## Your goal
Copy out all the lines in the records that include the word "below".

[[ Data records, beginning ]]

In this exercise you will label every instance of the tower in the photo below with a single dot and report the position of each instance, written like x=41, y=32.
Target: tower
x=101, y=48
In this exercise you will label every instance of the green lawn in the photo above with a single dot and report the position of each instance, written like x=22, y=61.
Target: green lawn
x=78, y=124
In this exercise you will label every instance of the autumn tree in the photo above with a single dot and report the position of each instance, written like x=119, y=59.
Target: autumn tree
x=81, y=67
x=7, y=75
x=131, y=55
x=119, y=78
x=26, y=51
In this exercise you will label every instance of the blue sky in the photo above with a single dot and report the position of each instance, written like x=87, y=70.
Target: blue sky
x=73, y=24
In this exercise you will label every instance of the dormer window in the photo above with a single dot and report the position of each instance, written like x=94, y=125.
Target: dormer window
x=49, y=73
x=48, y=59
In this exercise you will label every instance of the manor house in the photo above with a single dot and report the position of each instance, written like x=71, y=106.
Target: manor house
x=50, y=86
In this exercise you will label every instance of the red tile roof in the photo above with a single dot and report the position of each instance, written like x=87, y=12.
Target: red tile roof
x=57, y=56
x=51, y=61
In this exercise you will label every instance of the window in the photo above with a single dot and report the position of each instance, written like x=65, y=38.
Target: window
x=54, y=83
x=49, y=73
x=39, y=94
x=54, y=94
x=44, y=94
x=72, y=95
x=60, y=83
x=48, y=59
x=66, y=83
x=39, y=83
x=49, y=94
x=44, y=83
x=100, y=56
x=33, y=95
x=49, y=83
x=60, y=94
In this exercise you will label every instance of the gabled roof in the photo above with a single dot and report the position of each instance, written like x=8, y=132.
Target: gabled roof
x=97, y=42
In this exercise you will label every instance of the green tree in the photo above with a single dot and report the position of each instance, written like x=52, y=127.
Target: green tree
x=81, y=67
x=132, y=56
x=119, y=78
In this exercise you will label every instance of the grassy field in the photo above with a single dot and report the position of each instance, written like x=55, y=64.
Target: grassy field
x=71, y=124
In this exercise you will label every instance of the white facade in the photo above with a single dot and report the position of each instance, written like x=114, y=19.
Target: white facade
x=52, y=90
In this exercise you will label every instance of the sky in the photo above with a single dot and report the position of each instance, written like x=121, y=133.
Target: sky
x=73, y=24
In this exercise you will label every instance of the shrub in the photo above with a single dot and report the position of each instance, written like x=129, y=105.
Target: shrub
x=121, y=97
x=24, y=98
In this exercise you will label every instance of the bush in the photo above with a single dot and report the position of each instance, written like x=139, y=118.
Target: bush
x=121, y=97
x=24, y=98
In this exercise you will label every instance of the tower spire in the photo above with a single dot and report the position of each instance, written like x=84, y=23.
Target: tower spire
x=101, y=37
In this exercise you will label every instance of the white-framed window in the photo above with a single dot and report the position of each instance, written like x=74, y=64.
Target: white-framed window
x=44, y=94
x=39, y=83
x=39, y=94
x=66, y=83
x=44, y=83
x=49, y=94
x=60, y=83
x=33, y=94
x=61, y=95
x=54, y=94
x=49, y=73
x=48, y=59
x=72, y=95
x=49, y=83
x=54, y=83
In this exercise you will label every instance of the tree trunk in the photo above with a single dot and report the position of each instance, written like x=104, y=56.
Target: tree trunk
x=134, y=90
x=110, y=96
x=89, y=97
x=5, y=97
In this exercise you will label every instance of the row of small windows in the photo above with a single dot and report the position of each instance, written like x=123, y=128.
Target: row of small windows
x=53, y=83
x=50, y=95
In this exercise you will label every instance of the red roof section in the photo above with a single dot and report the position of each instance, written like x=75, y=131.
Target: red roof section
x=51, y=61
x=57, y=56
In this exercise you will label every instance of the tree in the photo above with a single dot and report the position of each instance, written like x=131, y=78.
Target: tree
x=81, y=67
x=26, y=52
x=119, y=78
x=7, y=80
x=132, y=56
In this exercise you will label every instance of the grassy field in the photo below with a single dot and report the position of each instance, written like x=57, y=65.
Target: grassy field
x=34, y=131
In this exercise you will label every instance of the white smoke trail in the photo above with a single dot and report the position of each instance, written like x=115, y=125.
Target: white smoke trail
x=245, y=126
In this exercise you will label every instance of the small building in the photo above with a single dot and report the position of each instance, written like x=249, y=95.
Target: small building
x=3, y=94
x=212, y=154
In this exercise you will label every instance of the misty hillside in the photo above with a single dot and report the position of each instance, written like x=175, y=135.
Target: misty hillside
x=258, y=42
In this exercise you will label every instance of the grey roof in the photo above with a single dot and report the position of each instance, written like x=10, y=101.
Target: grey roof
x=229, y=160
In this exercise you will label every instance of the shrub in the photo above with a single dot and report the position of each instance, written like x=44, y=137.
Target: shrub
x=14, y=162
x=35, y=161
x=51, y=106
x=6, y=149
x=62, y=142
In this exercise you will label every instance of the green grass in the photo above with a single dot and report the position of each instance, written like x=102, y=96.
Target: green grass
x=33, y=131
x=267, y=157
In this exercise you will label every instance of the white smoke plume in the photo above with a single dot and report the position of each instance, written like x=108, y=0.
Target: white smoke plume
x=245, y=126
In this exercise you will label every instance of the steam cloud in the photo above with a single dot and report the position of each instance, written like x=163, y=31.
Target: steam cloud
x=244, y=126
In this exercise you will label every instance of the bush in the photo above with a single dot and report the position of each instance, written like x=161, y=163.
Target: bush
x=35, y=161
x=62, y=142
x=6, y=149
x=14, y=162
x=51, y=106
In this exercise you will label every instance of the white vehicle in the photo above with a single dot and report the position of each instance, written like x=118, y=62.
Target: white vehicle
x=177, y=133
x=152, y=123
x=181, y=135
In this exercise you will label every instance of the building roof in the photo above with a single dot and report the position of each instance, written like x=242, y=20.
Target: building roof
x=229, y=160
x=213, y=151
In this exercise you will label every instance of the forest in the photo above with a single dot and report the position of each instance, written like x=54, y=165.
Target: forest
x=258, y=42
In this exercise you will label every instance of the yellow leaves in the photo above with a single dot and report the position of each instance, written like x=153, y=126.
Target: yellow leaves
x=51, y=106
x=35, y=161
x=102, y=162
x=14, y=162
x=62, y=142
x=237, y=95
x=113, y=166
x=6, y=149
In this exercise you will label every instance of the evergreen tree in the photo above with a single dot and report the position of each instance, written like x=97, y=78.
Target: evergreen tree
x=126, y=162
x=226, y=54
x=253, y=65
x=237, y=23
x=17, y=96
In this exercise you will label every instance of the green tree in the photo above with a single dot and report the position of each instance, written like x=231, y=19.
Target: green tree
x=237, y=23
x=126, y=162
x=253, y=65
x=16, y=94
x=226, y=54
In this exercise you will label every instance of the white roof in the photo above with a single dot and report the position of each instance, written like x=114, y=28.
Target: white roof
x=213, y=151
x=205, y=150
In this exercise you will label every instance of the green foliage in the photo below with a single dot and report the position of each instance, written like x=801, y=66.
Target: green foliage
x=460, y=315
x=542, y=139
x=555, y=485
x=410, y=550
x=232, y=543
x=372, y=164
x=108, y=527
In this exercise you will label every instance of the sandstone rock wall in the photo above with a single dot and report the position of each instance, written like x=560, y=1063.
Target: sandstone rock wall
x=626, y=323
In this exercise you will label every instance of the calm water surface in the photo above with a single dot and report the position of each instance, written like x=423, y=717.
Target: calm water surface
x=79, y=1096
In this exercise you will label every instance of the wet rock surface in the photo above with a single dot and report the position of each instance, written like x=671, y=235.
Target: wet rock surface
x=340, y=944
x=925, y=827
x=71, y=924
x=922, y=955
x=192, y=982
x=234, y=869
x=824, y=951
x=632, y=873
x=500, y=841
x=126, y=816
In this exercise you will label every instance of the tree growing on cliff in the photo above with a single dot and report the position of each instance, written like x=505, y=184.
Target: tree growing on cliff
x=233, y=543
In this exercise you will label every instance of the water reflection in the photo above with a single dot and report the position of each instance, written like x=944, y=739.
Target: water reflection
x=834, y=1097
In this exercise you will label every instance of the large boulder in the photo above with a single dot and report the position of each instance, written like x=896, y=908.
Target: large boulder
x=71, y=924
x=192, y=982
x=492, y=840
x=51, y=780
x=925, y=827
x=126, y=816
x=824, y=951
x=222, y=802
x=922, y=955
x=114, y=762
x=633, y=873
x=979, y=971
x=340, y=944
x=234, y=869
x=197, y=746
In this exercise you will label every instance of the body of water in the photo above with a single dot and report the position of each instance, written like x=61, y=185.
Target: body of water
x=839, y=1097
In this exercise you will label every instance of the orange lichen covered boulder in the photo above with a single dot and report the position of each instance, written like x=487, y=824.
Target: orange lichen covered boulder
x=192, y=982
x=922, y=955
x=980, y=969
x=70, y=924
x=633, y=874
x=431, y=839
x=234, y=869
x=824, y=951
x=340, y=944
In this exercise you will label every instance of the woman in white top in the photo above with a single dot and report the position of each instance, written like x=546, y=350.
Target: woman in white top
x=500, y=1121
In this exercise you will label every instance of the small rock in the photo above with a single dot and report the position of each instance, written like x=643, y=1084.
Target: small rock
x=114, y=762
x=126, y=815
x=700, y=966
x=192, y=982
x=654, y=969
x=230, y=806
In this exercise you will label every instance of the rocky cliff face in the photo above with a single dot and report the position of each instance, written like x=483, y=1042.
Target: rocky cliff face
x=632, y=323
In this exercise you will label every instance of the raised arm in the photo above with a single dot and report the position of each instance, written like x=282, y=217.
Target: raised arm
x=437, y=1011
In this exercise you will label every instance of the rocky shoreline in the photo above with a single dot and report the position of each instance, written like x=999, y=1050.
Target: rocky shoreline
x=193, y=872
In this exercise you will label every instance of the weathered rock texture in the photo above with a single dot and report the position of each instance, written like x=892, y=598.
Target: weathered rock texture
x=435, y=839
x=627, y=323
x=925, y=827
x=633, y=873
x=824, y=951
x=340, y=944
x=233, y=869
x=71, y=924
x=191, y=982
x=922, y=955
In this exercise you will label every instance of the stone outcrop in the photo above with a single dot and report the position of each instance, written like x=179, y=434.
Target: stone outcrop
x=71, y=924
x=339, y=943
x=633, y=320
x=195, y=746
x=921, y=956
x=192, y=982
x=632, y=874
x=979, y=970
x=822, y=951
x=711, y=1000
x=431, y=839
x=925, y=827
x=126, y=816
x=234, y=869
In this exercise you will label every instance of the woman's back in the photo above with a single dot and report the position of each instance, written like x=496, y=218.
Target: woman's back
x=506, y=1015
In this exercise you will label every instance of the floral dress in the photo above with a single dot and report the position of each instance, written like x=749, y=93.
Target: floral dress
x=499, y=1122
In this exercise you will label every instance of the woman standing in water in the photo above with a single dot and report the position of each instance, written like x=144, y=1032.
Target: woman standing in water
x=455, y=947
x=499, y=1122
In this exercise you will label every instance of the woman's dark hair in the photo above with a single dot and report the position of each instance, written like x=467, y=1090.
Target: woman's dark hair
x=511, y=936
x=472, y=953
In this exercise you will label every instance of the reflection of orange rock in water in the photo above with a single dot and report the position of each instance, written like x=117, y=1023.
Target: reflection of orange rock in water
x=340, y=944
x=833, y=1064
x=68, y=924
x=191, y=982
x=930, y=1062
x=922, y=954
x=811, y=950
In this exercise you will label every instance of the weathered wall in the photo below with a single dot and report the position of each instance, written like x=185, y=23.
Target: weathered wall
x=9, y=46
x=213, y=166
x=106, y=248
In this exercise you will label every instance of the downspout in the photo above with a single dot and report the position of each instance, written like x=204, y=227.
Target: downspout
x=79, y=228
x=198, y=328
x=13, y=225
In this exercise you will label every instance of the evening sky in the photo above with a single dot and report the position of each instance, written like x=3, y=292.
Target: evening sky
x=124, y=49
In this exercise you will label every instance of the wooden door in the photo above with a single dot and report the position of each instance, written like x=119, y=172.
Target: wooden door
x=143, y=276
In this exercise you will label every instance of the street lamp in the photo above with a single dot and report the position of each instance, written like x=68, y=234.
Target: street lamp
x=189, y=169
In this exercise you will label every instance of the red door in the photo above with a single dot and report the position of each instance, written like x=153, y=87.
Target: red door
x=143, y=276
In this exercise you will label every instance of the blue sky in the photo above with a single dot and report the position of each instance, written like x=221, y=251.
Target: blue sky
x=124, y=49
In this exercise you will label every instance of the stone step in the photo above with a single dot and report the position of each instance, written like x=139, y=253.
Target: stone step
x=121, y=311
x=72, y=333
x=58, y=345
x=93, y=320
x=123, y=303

[[ Data records, end ]]

## Response to the exercise
In this exercise you will label every instance of the tower in the photo below with a single dot and report the position of each instance, written like x=41, y=32.
In this exercise you will label every instance of the grassy field in the photo below with a single dot and report the position of each instance, written like x=57, y=65.
In this exercise you will label every instance of the green foliage in the photo below with a single dot and report the position of each instance, written like x=801, y=66.
In this exercise you will label every instance of the weathered wall in the photo below with a single dot and report the position of each instance, written like x=185, y=23.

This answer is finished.